▶ [THE TASK] The whole set of entries is to be restated word for word.

*** SUPPLIED RECORDS ***

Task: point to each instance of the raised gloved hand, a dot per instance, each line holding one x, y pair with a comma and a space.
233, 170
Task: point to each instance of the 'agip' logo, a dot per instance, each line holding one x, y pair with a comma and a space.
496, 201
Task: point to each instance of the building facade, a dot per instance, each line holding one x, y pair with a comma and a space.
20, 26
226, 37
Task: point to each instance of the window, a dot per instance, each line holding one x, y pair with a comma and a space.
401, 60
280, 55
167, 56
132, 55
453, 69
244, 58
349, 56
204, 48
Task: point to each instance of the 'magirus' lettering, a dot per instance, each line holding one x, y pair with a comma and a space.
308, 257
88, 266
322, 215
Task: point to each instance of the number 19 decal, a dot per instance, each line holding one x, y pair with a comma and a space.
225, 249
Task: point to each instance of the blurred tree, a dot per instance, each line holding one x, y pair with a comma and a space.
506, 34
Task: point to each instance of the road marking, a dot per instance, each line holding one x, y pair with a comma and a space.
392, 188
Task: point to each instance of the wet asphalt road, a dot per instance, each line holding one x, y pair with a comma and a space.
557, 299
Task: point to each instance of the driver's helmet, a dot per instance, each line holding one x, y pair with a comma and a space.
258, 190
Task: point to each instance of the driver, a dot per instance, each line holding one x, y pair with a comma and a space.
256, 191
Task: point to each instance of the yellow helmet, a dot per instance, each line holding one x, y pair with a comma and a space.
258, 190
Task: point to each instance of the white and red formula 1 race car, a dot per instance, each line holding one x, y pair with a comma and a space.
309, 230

***

▶ [YOUR RESPONSE]
Task: point to each instance of the raised gloved hand, a dot per instance, each line holding one x, y pair with a comma and a space.
233, 170
Task: point to each instance of the 'agip' logo, a dot per instance, each line holding one x, y pair with a comma and a space.
496, 201
Task: point to each instance of the building facade, a dot per instance, each line holding one x, y pair with a comma and a space.
20, 26
226, 37
Task: point to each instance of the window, a dot per instance, each line holding one x, y pair with a comma and a space.
401, 60
280, 55
167, 56
132, 55
453, 69
244, 58
349, 56
204, 48
Task: point to each instance of the 'magirus' lettering, a dot per instance, each line holding one x, y pair with a comma and a space.
308, 257
88, 266
322, 215
Task: point to each instance of the number 19 decal, a dot per instance, each line holding one x, y pair with a comma and a space.
225, 249
Task: point to each instance of the blurred tree, a dot per instance, each line holding one x, y pair with a comma and a space.
506, 34
Task: point to each instance of the road marking, a dot per instance, each line holding one x, y pair with a comma and a space.
392, 188
Task: point to each instance of the wet asphalt road, a dot per instance, each line holding one x, y pair with a comma and a space.
557, 299
Task: point to each instance of the driver's helmet, a dot per instance, each line holding one x, y pair with a comma and a space.
258, 190
Task: point to each instance of the driver, a dot per instance, each line holding one x, y pair with a comma and a space.
256, 191
Task: point to each instance of the yellow helmet, a dot per instance, each line holding one x, y pair with a comma and a space.
258, 190
Task: point to each instance of the white and red formula 1 race car, a dot per instance, each line holding one x, y pair with a comma and a space.
309, 230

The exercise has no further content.